- Short problem
In the article on The Lonely Villa, reproduce word for word everything from "1909 film directed" down to "A New Trick.".

- Play film; runtime 00:11:41
- Directed by: D. W. Griffith
- Written by: Mack Sennett
- Based on: Au Telephone by André de Lorde
- Starring: David Miles
- Cinematography: G. W. Bitzer Arthur Marvin
- Distributed by: Biograph Company
- Release date: June 10, 1909;
- Running time: 12 minutes
- Country: United States
- Language: Silent (English intertitles)

= The Lonely Villa =

1909 film directed by D. W. Griffith

The Lonely Villa is a 1909 American short silent crime drama film directed by D. W. Griffith and starring David Miles, Florence Lawrence, and Mary Pickford in one of her first film roles. It is based on the 1901 French play Au Téléphone (At the Telephone) by André de Lorde. A print of The Lonely Villa survives and is currently in the public domain. The Lonely Villa was produced by the Biograph Company. It was released on June 10, 1909, along with another D. W. Griffith split-reel film, A New Trick.

==Plot==
Three burglars check out a house. One of them then delivers a fake letter summoning the house's owner, Mr. Cullison. Before he leaves, Cullison gives his wife a pistol, but the crook manages to unload it unnoticed. The butler and a maid receive time off, and Cullison is driven away by his chauffeur, apparently leaving the wife and three daughters all alone.

Excerpts from point annotation data
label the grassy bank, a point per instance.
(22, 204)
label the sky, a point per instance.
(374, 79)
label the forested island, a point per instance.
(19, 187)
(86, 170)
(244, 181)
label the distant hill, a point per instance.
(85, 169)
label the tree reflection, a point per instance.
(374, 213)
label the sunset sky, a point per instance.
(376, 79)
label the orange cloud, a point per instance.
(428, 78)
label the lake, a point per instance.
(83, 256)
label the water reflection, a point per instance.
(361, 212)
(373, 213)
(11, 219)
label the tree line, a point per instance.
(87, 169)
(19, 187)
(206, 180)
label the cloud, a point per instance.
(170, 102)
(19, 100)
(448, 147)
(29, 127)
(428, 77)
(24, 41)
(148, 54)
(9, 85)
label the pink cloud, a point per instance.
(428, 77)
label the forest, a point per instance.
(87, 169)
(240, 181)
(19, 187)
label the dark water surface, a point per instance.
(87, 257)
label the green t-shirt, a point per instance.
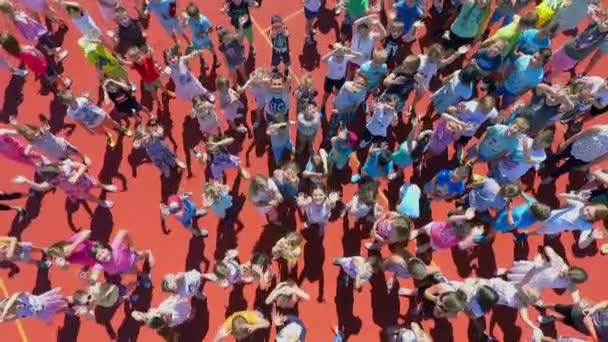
(357, 8)
(586, 42)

- Task solution
1909 film directed by D. W. Griffith

The Lonely Villa is a 1909 American short silent crime drama film directed by D. W. Griffith and starring David Miles, Florence Lawrence, and Mary Pickford in one of her first film roles. It is based on the 1901 French play Au Téléphone (At the Telephone) by André de Lorde. A print of The Lonely Villa survives and is currently in the public domain. The Lonely Villa was produced by the Biograph Company. It was released on June 10, 1909, along with another D. W. Griffith split-reel film, A New Trick.